**WRITTEN EXERCISE:**
Reproduce word for word the lines of the material below, starting at the line that contains "Would you be able to indicate the wall-mounted" and ending at the line that contains "column 1089, row 712", with both of those lines included. Give only those lines.

**RECORDED DATA:**

╔══

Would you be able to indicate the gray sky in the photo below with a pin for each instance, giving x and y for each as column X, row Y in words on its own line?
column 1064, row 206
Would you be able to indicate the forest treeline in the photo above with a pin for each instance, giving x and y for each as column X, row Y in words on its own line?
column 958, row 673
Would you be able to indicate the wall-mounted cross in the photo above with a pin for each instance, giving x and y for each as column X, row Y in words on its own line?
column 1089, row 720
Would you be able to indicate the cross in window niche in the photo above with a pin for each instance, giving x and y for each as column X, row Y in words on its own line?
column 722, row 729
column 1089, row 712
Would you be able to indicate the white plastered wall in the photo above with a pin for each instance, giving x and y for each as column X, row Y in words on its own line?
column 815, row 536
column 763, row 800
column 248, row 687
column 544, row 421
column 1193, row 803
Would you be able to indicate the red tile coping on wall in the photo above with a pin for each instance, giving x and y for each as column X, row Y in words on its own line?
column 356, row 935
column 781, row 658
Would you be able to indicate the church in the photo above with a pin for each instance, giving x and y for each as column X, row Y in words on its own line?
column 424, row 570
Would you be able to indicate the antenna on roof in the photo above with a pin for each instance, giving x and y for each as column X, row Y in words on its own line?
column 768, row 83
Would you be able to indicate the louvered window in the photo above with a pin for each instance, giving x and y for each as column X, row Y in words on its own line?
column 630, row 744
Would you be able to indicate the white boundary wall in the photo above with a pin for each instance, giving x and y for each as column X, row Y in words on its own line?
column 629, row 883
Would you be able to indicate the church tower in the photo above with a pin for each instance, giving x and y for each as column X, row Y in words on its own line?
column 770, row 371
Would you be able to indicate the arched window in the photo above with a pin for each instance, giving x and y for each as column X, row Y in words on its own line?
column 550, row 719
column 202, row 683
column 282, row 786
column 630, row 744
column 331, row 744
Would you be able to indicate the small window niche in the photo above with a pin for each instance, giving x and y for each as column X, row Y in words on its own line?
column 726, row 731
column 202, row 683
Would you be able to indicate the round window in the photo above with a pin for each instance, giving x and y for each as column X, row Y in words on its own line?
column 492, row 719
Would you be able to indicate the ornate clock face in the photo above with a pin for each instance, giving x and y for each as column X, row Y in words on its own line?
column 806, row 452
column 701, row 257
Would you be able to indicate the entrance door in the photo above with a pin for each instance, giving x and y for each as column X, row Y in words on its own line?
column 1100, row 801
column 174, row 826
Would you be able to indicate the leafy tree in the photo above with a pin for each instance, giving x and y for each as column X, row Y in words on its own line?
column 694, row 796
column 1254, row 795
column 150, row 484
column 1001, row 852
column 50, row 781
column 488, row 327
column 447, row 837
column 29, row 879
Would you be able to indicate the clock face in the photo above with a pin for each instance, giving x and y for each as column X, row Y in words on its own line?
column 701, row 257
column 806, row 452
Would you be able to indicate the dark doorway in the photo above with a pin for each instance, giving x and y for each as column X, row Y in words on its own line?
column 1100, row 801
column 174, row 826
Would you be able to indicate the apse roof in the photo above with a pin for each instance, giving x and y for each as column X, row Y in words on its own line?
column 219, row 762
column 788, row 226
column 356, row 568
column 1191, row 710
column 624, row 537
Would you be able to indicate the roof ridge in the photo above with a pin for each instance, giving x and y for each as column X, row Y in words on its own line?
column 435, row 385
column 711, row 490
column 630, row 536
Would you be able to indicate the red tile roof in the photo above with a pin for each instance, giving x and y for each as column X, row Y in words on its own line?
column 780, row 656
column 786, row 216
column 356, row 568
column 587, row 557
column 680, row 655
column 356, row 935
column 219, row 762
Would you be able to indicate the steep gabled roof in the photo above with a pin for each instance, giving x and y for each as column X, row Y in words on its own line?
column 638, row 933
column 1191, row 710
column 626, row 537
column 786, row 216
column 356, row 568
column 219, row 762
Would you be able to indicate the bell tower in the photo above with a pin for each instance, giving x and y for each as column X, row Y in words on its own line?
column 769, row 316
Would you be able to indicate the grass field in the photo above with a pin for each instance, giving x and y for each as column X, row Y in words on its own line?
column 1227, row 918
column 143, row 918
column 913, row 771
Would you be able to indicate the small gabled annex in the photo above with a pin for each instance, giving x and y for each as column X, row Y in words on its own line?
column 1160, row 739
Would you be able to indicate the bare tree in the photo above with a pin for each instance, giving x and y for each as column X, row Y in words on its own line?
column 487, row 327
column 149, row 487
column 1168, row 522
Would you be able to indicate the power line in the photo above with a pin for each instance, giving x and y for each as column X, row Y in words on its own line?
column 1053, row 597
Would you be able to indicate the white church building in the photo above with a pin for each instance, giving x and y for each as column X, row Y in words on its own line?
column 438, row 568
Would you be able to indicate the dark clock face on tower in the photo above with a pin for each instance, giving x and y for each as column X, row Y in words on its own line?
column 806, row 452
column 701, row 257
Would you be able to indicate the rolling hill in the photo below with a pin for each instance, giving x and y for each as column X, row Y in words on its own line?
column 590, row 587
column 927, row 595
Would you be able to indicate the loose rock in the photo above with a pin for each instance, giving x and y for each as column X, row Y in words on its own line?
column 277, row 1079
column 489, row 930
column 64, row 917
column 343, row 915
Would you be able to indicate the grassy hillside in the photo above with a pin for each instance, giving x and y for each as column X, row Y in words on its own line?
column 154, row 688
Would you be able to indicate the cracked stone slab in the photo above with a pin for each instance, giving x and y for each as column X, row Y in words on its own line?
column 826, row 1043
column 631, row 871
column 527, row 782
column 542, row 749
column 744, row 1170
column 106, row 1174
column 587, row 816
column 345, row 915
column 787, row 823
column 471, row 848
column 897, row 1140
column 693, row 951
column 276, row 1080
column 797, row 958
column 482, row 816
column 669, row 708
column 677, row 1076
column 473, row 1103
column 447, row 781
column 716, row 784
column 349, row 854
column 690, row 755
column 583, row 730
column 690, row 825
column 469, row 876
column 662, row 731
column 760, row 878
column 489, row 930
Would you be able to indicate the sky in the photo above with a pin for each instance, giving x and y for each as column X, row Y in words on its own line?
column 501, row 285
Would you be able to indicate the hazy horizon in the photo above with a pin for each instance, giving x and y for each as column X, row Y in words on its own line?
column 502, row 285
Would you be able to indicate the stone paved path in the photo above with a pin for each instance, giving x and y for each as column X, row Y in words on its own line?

╚══

**RESPONSE TO THE EXERCISE:**
Would you be able to indicate the wall-mounted cross in the photo above with a pin for each instance, giving x and y for each as column X, row Y in words on its own line?
column 1089, row 720
Would you be able to indicate the cross in window niche in the photo above with a pin for each instance, giving x and y for each as column X, row Y in words on its own line?
column 722, row 729
column 1089, row 712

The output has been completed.